Input records
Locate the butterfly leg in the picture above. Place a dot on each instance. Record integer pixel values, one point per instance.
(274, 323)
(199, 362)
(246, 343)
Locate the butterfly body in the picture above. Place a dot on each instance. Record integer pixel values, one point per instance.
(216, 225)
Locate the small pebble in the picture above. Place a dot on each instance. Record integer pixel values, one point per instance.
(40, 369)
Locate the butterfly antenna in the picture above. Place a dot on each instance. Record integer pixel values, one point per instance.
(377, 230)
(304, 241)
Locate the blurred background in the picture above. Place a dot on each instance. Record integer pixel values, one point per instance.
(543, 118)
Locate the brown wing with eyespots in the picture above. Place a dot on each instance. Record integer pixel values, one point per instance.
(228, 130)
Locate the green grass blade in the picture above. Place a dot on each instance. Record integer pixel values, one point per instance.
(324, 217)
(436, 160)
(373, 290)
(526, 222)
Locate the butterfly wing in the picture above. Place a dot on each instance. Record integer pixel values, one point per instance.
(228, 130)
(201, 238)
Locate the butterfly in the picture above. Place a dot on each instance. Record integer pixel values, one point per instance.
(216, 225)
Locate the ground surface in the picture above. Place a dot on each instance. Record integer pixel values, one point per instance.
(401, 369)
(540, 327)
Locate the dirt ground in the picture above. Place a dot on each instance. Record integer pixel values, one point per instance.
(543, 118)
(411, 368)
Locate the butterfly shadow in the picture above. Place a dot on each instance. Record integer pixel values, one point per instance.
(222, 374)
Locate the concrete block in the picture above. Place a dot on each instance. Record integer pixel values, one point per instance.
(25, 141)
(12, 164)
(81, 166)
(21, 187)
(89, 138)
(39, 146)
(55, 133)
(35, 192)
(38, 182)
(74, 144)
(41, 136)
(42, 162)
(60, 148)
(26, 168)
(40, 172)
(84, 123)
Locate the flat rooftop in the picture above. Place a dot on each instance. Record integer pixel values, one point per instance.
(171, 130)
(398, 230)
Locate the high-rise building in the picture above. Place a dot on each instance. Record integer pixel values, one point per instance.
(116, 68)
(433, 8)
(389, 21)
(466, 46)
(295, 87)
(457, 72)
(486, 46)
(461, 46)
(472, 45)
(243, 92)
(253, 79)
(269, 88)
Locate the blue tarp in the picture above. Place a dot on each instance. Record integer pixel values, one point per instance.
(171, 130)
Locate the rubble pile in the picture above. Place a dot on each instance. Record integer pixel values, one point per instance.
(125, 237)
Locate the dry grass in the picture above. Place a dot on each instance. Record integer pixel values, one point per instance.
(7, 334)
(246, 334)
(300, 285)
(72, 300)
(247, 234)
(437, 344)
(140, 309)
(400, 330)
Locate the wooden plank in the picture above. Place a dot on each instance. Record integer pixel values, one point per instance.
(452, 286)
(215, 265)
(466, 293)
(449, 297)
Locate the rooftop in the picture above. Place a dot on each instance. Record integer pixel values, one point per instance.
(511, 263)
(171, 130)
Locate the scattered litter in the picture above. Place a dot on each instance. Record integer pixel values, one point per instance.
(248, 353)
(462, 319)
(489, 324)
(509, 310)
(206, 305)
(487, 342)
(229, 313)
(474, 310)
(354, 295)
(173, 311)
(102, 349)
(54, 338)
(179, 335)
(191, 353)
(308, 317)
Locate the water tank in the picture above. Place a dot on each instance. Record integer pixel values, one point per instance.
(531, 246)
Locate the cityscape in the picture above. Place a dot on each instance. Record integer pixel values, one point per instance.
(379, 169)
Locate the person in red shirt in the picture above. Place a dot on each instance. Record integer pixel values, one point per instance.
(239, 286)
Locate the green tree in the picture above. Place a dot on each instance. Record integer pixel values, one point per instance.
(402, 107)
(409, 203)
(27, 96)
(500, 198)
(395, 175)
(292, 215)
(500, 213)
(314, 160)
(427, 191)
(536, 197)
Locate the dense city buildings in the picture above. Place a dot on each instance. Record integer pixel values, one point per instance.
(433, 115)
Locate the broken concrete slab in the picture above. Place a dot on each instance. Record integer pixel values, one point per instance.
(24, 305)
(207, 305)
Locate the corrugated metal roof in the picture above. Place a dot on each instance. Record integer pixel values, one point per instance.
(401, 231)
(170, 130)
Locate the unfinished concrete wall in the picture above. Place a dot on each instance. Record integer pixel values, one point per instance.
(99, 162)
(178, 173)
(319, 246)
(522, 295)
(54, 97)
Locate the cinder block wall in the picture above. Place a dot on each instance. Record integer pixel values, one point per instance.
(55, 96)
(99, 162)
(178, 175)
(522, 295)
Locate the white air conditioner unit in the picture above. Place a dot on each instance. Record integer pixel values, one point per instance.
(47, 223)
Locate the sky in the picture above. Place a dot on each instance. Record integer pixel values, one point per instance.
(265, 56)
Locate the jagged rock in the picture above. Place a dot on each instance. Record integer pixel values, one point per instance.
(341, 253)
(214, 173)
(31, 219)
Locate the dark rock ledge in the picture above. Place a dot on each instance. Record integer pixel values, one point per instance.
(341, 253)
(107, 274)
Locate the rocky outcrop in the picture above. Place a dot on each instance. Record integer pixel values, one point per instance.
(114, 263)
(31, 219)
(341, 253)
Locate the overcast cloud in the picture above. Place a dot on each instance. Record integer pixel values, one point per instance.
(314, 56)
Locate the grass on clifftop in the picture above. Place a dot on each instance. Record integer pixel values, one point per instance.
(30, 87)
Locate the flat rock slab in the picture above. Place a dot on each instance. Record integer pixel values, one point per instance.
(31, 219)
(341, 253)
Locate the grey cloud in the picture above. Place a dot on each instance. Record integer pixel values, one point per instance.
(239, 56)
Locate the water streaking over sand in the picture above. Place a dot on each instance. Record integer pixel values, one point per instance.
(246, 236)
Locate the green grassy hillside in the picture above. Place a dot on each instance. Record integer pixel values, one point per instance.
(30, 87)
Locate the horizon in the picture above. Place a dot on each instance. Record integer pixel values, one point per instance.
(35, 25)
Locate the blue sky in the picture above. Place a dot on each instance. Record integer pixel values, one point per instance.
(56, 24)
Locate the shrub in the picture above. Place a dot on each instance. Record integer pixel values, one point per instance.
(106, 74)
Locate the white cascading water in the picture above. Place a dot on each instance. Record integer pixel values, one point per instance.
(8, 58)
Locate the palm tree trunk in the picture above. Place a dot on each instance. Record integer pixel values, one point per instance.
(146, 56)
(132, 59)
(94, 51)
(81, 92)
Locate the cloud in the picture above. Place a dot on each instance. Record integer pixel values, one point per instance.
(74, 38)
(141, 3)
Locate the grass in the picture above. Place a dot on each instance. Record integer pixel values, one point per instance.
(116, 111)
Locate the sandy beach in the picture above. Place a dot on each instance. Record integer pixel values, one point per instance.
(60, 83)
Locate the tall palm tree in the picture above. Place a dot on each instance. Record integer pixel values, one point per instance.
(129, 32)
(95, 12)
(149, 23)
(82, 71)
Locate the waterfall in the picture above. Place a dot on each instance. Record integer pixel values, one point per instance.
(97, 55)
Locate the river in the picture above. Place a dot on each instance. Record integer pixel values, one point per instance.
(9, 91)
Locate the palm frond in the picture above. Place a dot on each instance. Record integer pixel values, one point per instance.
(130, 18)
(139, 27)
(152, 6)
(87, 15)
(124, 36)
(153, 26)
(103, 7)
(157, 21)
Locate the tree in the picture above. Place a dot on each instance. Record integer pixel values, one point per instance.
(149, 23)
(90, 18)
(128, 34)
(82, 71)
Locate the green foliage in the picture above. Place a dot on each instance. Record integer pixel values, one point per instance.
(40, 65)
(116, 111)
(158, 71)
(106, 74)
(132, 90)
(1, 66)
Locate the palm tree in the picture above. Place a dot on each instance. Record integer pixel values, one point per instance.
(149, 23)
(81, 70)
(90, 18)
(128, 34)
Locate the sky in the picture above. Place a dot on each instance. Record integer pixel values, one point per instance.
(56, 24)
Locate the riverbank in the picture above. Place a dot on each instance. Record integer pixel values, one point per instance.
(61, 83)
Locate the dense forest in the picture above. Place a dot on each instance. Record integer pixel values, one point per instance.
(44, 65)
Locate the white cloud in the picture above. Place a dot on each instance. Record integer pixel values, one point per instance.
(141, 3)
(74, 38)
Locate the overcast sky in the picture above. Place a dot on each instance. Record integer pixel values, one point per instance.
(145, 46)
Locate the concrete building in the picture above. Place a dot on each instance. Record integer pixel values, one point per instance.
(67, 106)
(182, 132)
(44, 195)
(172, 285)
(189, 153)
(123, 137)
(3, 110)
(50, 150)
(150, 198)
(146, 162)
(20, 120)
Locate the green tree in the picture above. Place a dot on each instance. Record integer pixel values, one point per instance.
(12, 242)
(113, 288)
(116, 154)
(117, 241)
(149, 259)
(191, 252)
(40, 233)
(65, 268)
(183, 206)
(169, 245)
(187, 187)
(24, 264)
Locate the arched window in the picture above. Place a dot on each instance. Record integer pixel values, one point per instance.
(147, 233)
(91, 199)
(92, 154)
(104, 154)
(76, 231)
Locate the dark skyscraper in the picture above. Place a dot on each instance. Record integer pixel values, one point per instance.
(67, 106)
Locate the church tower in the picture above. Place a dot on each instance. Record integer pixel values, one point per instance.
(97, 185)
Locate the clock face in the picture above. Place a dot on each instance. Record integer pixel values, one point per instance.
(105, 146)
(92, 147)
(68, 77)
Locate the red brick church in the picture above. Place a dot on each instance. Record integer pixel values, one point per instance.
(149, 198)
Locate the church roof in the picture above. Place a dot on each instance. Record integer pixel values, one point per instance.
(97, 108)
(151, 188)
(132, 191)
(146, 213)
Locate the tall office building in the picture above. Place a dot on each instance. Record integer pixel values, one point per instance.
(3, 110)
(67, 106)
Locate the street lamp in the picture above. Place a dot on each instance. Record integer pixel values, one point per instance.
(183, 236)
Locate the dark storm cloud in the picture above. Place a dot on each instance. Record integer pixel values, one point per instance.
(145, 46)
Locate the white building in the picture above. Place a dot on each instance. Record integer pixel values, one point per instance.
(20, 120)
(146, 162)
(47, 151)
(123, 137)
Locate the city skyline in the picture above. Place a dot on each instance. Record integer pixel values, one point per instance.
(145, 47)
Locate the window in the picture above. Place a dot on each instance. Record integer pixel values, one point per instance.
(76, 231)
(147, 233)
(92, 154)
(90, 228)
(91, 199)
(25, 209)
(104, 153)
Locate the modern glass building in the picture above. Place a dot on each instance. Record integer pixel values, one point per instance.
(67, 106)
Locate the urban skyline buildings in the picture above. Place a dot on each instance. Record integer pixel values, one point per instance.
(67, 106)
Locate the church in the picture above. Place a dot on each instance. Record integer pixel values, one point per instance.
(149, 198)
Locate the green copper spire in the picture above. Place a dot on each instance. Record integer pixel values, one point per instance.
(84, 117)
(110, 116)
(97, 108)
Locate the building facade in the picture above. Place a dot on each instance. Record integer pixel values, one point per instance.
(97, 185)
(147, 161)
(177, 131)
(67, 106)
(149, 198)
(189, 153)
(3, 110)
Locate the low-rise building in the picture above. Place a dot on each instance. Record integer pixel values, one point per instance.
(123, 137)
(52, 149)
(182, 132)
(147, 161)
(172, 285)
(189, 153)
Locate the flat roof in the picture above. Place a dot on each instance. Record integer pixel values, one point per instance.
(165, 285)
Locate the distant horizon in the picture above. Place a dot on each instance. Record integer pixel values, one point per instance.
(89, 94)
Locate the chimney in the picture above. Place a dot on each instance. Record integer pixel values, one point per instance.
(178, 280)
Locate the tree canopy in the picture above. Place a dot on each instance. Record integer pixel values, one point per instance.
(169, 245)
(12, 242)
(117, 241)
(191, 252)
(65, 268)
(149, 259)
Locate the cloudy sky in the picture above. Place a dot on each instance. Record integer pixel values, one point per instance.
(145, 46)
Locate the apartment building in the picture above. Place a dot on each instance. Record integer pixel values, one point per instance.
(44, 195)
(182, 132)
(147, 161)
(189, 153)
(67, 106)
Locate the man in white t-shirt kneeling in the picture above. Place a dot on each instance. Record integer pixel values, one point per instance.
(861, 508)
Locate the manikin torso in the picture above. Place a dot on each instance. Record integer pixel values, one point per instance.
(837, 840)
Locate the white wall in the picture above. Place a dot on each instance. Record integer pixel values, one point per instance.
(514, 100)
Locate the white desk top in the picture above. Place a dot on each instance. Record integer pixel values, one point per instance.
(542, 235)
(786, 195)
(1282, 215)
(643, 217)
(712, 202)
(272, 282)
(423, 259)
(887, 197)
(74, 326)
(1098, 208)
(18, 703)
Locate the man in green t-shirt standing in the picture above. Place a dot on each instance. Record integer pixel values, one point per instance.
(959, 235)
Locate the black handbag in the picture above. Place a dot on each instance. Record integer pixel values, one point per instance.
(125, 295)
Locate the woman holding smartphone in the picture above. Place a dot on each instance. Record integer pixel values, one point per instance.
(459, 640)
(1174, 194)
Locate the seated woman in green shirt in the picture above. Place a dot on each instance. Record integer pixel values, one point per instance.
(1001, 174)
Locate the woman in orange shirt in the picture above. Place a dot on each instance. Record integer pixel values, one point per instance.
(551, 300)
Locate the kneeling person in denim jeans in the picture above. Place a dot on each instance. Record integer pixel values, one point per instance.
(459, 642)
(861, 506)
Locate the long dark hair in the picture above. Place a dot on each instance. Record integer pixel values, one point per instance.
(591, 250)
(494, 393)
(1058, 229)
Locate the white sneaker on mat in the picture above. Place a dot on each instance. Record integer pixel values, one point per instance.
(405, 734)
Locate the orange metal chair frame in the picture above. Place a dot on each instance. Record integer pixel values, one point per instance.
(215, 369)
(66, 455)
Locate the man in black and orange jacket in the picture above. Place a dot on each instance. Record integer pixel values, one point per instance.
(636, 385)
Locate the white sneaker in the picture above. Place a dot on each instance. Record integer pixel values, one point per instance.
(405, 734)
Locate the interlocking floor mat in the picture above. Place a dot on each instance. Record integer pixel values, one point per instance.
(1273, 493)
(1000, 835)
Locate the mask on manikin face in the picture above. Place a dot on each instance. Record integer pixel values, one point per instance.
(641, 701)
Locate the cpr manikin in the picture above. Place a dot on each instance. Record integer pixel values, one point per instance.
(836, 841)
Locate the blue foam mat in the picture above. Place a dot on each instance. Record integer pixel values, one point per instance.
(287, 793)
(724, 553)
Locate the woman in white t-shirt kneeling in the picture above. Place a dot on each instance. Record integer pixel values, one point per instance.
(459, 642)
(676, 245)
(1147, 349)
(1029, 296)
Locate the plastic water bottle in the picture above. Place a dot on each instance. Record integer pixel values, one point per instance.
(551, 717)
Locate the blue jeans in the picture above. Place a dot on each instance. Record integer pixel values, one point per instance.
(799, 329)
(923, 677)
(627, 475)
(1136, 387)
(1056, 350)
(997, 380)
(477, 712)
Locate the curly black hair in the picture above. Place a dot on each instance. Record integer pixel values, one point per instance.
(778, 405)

What the exercise asks
Write the lines out verbatim, from the one with "Locate the orange" through the last line of the entries, and stop there.

Correct response
Locate the orange metal chair frame in the picture above. Place a dot on each instance. Record integer pixel values, one point per instance.
(215, 369)
(66, 455)
Locate the man in black and orange jacket in the picture above. Place a dot on each instance. Record integer pixel values, one point per instance.
(636, 385)
Locate the white sneaker in the picture above. Place a dot on each instance. Record integer pixel values, one point per instance.
(405, 734)
Locate the interlocking floor mat in the picture above. Place a dot on each instance. Record integer pixel values, one point per instance.
(1273, 493)
(1000, 835)
Locate the mask on manikin face in the picture above. Place a dot on each instance. Record integer pixel values, one point per instance.
(641, 701)
Locate the cpr manikin in the picture above. Place a dot on each instance. Record integer pixel values, one point per instance.
(836, 841)
Locate the blue foam mat in the picture above. Place a dot on each instance. Record integer pixel values, one point per instance.
(287, 793)
(724, 553)
Locate the woman in white t-shirt kneeling in the picture above. Place a dot on each instance. Record integer pixel values, one point per instance.
(459, 642)
(676, 245)
(1147, 349)
(1029, 296)
Locate the plastic water bottle in the picture above. Place a dot on each instance. Record integer pixel values, one point per instance.
(551, 717)
Locate the blue jeans in the picture above. Place a dot on each instance. Record integer pixel values, one point per instance.
(799, 329)
(923, 677)
(627, 475)
(1136, 387)
(1056, 350)
(997, 380)
(477, 712)
Locate the curly black hair in the picture above. Place a dot on each instance. Record integer pixel values, one point per instance.
(778, 405)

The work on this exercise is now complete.